** Description of the task **
Exactly as written, transcribe the data that follows.

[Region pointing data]
====

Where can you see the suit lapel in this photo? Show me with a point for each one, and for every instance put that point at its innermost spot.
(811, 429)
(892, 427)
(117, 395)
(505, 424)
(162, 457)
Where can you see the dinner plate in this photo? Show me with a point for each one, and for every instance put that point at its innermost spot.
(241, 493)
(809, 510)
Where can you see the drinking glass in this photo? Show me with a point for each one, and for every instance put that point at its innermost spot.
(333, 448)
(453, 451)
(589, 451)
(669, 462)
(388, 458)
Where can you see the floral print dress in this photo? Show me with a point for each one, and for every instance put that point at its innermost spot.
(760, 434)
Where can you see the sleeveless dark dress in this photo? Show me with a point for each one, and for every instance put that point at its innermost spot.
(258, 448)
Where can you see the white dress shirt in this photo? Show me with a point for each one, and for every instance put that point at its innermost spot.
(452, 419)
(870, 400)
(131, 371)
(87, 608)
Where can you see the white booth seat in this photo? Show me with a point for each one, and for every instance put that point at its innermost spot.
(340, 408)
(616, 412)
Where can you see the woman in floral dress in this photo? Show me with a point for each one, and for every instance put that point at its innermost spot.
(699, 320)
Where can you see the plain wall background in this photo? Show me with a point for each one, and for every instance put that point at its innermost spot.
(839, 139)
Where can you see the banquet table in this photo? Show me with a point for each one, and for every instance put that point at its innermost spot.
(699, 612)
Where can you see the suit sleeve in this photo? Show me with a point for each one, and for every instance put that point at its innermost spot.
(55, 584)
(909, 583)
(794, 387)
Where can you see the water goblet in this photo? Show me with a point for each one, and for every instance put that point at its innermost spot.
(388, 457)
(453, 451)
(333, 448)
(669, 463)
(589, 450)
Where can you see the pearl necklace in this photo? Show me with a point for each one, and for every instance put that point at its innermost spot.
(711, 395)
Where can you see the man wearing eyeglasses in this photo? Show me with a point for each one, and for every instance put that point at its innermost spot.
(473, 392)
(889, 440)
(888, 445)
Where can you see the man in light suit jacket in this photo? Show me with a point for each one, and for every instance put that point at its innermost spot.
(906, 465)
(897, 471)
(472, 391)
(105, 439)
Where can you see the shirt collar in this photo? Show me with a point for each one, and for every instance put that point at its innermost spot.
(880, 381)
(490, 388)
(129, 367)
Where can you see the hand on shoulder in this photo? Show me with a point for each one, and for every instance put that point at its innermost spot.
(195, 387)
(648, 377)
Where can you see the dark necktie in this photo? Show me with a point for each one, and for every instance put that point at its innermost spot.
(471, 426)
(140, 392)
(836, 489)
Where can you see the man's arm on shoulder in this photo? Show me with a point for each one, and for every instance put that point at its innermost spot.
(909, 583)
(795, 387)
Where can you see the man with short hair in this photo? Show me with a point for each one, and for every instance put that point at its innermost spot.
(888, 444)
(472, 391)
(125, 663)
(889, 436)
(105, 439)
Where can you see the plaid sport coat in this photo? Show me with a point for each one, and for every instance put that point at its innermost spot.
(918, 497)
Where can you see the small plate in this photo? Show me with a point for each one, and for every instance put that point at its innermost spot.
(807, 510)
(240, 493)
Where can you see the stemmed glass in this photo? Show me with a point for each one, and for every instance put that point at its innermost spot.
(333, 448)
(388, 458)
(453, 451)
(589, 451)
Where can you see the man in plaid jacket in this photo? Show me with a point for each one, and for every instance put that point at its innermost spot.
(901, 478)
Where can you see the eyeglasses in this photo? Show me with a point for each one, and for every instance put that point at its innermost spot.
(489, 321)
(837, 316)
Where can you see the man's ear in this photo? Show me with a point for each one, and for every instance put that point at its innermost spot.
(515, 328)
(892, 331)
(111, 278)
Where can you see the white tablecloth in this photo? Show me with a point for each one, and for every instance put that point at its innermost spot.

====

** Solution **
Where can you see the suit lapel in this photo? Show me with a point for each one, and for every instance put that point at its innermost spot.
(811, 429)
(892, 427)
(117, 395)
(505, 424)
(162, 457)
Where can you see the dinner plate in this photo? Show me with a point for each one, and for every instance put that point at its innermost spot.
(241, 493)
(809, 510)
Where can you see the drinking glass in this photo? Show me with a point for each one, and for every instance put that point at its innermost spot.
(333, 448)
(453, 451)
(589, 451)
(669, 462)
(388, 458)
Where can you see the floral print dress in this photo? Show me with a point for each one, and for every instance put that point at its innermost spot.
(760, 434)
Where can you see the sleeveless dark dress in this photo? Show me with a point for each one, and for every instance put that point at its innermost spot.
(258, 448)
Where can you see the white dress shirt in this photo? Show me with a point for each one, and for every instance put that point at its innermost spot.
(452, 419)
(870, 400)
(131, 371)
(87, 608)
Where can you see the white booth seat in this photo? Show me with a point for each one, and for every instance put that point at its innermost spot.
(340, 408)
(616, 412)
Where can you see the woman in floral dress in this photo? Show me with a point for each one, and for every instance put that point at its innermost spot.
(699, 320)
Where can you see the plain wall background in this photo? Show me with a point for each one, and for every instance put that point at its innermost spot.
(839, 139)
Where can you see the banquet table in this photo? Show me with a point for each one, and for every instance put that point at its innermost spot.
(699, 612)
Where can you see the suit sleeve in this photo? Show me with a point for each one, and for every instance put that point at its innermost spot.
(55, 584)
(909, 583)
(794, 387)
Where can you see the water goblet in this photo? Show me with a point for each one, and for every instance put that point at its innermost spot.
(388, 457)
(453, 451)
(333, 448)
(669, 463)
(589, 450)
Where can you see the pearl necklace in this photo? Show me with a point for each one, and for every instance put that point at its innermost spot.
(711, 395)
Where can you see the man wearing eyeglasses in this photo? Show me with a point for each one, and for every instance put that point at its innermost spot.
(473, 392)
(889, 440)
(888, 445)
Where can you see the man in light suit jacket in this photo? Show me with a point for each one, and for every instance put that point at its innermost spot.
(906, 465)
(897, 471)
(472, 391)
(105, 439)
Where can you see the shirt collar in this photo? Show me with a point for each one, and for every instance put that point at its innermost spot.
(880, 381)
(490, 388)
(129, 367)
Where can you see the hand on shoulder in this photo? Show me with a point for each one, and for every instance put that point at its innermost spot.
(195, 387)
(648, 377)
Where can you see the dark necktie in this photo? Show me with a point for each one, and for every instance put that point at its innermost spot.
(471, 426)
(140, 392)
(836, 489)
Where can you see the man's arm on shoulder in this photo? Show me with a point for each one, and for every instance put that point at its innermost spot.
(909, 583)
(795, 387)
Where can you see the man with short hair in this photo? Show me with a point for each one, and for every instance put that point at its innermost spot.
(888, 444)
(472, 391)
(125, 663)
(889, 436)
(105, 439)
Where can you see the plaid sport coat in this photo? Show me with a point for each one, and for every instance put that point at its innermost spot.
(918, 497)
Where can you see the small plate in this photo? Show me with a point for each one, and for every instance put that point at its innermost spot.
(807, 510)
(240, 493)
Where can you see the stemmed glass in this photo? Show me with a point for each one, and for every instance put that point at its innermost spot.
(333, 448)
(388, 458)
(453, 451)
(589, 451)
Where can you see the man in plaid jacket in this photo? Show me with a point for each one, and for every instance put that point at its innermost spot.
(901, 478)
Where can you see the eyeglasses in this photo? Show me with a point for each one, and for every instance put that point at its innermost spot.
(489, 321)
(837, 316)
Where can you see the man's ear in this photo? Show me with a point for each one, and for every instance put that point at its innermost spot.
(515, 328)
(892, 331)
(111, 278)
Where can you see the white tablecloth in this photo? Show me with a point for each one, and for every instance put that point at its innermost spot.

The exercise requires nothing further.